**WORK TO COMPLETE:** Retyping the entries exactly is all that is required.

(Extracted records)

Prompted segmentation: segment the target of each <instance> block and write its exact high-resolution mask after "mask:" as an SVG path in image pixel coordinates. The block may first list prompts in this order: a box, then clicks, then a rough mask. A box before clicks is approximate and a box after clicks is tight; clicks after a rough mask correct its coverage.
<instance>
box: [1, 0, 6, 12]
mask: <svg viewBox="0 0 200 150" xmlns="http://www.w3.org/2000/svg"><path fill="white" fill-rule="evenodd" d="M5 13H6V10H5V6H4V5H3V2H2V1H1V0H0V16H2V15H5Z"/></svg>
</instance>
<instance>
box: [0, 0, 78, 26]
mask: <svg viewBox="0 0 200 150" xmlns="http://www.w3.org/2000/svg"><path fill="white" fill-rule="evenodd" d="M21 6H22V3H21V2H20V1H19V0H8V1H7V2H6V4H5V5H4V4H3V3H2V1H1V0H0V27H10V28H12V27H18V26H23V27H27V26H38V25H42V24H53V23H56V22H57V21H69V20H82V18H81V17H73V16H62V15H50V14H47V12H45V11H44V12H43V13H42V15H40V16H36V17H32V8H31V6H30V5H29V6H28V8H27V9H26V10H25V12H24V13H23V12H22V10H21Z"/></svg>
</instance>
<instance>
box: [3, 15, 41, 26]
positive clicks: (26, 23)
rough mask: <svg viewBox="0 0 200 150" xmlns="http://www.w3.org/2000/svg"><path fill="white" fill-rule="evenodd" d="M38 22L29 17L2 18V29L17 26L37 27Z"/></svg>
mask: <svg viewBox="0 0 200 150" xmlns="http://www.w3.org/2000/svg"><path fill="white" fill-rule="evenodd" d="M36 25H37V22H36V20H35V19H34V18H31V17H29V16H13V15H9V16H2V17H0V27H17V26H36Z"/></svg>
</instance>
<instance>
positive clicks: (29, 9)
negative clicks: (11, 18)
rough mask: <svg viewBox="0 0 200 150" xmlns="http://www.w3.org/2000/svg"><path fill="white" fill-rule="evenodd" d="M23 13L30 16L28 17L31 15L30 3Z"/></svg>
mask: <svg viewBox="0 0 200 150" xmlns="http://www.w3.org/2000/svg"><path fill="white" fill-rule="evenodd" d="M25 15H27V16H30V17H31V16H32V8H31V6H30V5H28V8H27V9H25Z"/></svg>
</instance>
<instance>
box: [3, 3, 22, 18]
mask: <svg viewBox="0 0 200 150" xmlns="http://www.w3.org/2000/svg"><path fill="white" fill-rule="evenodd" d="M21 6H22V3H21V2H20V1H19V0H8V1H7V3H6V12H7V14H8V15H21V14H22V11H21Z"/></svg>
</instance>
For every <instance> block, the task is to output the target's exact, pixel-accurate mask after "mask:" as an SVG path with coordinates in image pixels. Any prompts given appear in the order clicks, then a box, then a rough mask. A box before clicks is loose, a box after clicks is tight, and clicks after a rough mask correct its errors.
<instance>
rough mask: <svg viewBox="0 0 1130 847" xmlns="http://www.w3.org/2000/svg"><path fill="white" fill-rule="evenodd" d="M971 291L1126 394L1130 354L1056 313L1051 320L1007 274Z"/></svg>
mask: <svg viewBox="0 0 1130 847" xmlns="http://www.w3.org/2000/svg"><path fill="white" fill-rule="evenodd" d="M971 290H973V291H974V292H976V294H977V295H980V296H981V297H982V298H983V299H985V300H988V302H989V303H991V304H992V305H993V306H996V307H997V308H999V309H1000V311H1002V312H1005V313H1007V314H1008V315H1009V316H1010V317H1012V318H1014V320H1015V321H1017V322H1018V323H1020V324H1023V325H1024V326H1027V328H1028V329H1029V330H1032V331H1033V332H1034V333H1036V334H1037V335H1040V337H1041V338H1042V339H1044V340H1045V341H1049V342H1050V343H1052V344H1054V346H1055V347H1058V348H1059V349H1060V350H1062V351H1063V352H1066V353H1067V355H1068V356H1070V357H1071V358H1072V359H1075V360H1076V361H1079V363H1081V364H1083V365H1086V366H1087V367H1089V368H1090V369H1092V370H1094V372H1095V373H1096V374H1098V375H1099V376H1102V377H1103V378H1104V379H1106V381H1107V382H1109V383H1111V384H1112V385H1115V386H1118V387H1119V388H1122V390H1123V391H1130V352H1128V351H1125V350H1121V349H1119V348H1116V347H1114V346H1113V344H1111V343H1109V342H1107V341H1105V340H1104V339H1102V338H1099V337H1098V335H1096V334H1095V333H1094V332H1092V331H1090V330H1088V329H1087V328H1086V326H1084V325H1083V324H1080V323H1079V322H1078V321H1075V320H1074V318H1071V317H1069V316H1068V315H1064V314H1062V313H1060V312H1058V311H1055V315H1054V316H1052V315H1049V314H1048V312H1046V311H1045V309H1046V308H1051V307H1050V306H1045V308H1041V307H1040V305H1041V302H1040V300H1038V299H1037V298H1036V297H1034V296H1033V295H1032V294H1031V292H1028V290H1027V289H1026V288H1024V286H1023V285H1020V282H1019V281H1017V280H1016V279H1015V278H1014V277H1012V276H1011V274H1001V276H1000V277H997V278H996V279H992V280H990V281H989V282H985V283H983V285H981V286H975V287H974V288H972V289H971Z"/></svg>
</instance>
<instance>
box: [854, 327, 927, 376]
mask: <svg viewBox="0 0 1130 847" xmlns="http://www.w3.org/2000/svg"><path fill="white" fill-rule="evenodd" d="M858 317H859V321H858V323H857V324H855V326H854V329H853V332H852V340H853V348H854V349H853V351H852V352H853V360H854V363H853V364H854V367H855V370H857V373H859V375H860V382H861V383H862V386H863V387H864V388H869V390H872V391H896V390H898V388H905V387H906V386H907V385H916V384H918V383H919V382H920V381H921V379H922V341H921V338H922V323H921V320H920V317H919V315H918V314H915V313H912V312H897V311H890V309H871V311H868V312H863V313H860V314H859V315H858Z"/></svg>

**RESPONSE TO THE EXERCISE:**
Prompted segmentation: segment the target of each <instance> block and write its exact high-resolution mask after "mask:" as an SVG path in image pixel coordinates. The block may first list prompts in this order: a box, then clicks, then a rough mask. A box before clicks is approximate and a box after clicks is tight; clicks after a rough mask correct its coverage.
<instance>
box: [1, 0, 6, 12]
mask: <svg viewBox="0 0 200 150" xmlns="http://www.w3.org/2000/svg"><path fill="white" fill-rule="evenodd" d="M5 13H6V10H5V6H4V5H3V2H2V1H1V0H0V16H2V15H5Z"/></svg>
</instance>
<instance>
box: [0, 0, 78, 26]
mask: <svg viewBox="0 0 200 150" xmlns="http://www.w3.org/2000/svg"><path fill="white" fill-rule="evenodd" d="M21 6H22V3H21V2H20V1H19V0H8V1H7V2H6V4H5V5H4V4H3V3H2V1H1V0H0V27H10V28H12V27H18V26H23V27H27V26H38V25H42V24H53V23H56V22H57V21H69V20H82V18H81V17H73V16H62V15H50V14H47V12H45V11H44V12H43V13H42V15H40V16H36V17H32V8H31V6H30V5H29V6H28V8H27V9H26V10H25V12H24V13H23V12H22V10H21Z"/></svg>
</instance>
<instance>
box: [3, 15, 41, 26]
positive clicks: (26, 23)
rough mask: <svg viewBox="0 0 200 150" xmlns="http://www.w3.org/2000/svg"><path fill="white" fill-rule="evenodd" d="M38 22L29 17L2 18V29L17 26L37 27Z"/></svg>
mask: <svg viewBox="0 0 200 150" xmlns="http://www.w3.org/2000/svg"><path fill="white" fill-rule="evenodd" d="M36 25H37V22H36V20H35V19H34V18H31V17H29V16H13V15H9V16H2V17H0V27H17V26H36Z"/></svg>
</instance>
<instance>
positive clicks: (29, 9)
negative clicks: (11, 18)
rough mask: <svg viewBox="0 0 200 150" xmlns="http://www.w3.org/2000/svg"><path fill="white" fill-rule="evenodd" d="M23 13L30 16L28 17L31 15L30 3Z"/></svg>
mask: <svg viewBox="0 0 200 150" xmlns="http://www.w3.org/2000/svg"><path fill="white" fill-rule="evenodd" d="M25 15H27V16H30V17H31V16H32V8H31V6H30V5H28V8H27V9H25Z"/></svg>
</instance>
<instance>
box: [3, 3, 22, 18]
mask: <svg viewBox="0 0 200 150" xmlns="http://www.w3.org/2000/svg"><path fill="white" fill-rule="evenodd" d="M21 6H22V3H21V2H20V1H19V0H8V1H7V3H6V12H7V14H8V15H21V14H22V11H21Z"/></svg>
</instance>
For every <instance> block, the task is to output the target's exact, pixel-accurate mask after "mask:" as an SVG path with coordinates in image pixels. Any prompts given appear in the order clicks, then a box, then a rough mask. A box before clicks is loose, a box after clicks is tight, and clicks after a rough mask correct its errors.
<instance>
rough mask: <svg viewBox="0 0 1130 847" xmlns="http://www.w3.org/2000/svg"><path fill="white" fill-rule="evenodd" d="M971 291L1126 394L1130 354L1056 313L1051 320L1007 274Z"/></svg>
mask: <svg viewBox="0 0 1130 847" xmlns="http://www.w3.org/2000/svg"><path fill="white" fill-rule="evenodd" d="M971 290H973V291H974V292H976V294H977V295H980V296H981V297H982V298H983V299H985V300H988V302H989V303H991V304H992V305H993V306H996V307H997V308H999V309H1000V311H1002V312H1005V313H1007V314H1008V315H1009V316H1010V317H1012V318H1014V320H1015V321H1017V322H1018V323H1020V324H1023V325H1024V326H1027V328H1028V329H1029V330H1032V331H1033V332H1034V333H1036V334H1037V335H1040V337H1041V338H1042V339H1044V340H1045V341H1049V342H1050V343H1052V344H1054V346H1055V347H1058V348H1059V349H1060V350H1062V351H1063V352H1066V353H1067V355H1068V356H1070V357H1071V358H1072V359H1075V360H1076V361H1079V363H1081V364H1083V365H1086V366H1087V367H1089V368H1090V369H1092V370H1094V372H1095V373H1096V374H1098V375H1099V376H1102V377H1103V378H1104V379H1106V381H1107V382H1109V383H1111V384H1112V385H1115V386H1118V387H1119V388H1122V390H1123V391H1130V352H1128V351H1125V350H1121V349H1119V348H1116V347H1114V346H1113V344H1111V343H1109V342H1107V341H1105V340H1104V339H1102V338H1099V337H1098V335H1096V334H1095V333H1094V332H1092V331H1090V330H1088V329H1087V328H1086V326H1084V325H1083V324H1080V323H1079V322H1078V321H1075V320H1074V318H1071V317H1069V316H1068V315H1064V314H1062V313H1060V312H1058V311H1055V315H1054V316H1052V315H1049V314H1048V312H1046V311H1045V309H1046V308H1051V307H1050V306H1045V308H1041V307H1040V305H1041V302H1040V300H1038V299H1037V298H1036V297H1034V296H1033V295H1032V294H1031V292H1028V290H1027V289H1026V288H1024V286H1023V285H1020V282H1019V281H1017V280H1016V279H1015V278H1014V277H1012V276H1011V274H1001V276H1000V277H997V278H996V279H992V280H990V281H989V282H985V283H983V285H981V286H975V287H974V288H972V289H971Z"/></svg>
</instance>
<instance>
box: [854, 327, 927, 376]
mask: <svg viewBox="0 0 1130 847" xmlns="http://www.w3.org/2000/svg"><path fill="white" fill-rule="evenodd" d="M858 317H859V321H858V323H857V324H855V326H854V329H853V332H852V340H853V348H854V349H853V351H852V352H853V360H854V363H853V364H854V367H855V370H857V373H859V375H860V382H861V383H862V386H863V387H864V388H869V390H872V391H896V390H898V388H905V387H906V386H907V385H916V384H918V383H919V382H920V381H921V379H922V341H921V338H922V323H921V320H920V317H919V315H918V314H915V313H912V312H897V311H890V309H871V311H868V312H863V313H860V314H859V315H858Z"/></svg>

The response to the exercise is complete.